Available data.

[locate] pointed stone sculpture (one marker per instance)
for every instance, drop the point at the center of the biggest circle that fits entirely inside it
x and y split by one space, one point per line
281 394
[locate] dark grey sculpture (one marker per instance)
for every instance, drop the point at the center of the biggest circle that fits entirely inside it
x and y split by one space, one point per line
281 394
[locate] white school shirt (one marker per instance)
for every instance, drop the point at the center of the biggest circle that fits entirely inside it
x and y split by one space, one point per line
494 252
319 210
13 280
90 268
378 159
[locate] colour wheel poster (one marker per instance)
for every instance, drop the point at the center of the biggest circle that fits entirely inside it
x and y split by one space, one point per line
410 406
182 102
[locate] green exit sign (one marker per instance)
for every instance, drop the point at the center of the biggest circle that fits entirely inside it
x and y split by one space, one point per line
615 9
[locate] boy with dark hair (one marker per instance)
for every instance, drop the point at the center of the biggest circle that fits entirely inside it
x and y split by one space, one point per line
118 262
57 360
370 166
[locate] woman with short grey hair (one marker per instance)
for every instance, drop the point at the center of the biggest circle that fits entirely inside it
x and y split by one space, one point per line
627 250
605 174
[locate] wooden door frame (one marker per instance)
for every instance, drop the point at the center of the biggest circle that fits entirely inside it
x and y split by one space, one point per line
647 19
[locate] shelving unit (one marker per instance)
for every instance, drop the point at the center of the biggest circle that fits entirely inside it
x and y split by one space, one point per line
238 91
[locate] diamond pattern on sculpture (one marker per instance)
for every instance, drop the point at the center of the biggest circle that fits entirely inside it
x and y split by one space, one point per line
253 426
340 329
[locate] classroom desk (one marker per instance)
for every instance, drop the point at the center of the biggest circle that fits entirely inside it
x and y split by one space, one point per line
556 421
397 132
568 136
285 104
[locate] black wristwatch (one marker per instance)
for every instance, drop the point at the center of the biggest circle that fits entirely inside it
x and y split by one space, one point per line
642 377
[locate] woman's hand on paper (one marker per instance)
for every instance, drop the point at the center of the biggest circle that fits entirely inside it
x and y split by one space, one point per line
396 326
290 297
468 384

Problem description. Check each line of the records for the string "sculpture" and copy those that have it.

Written solution.
[locate] pointed stone sculpture (one marker per instance)
[locate] dark grey sculpture (one marker per instance)
[locate] diamond pattern on sculpture (one marker per instance)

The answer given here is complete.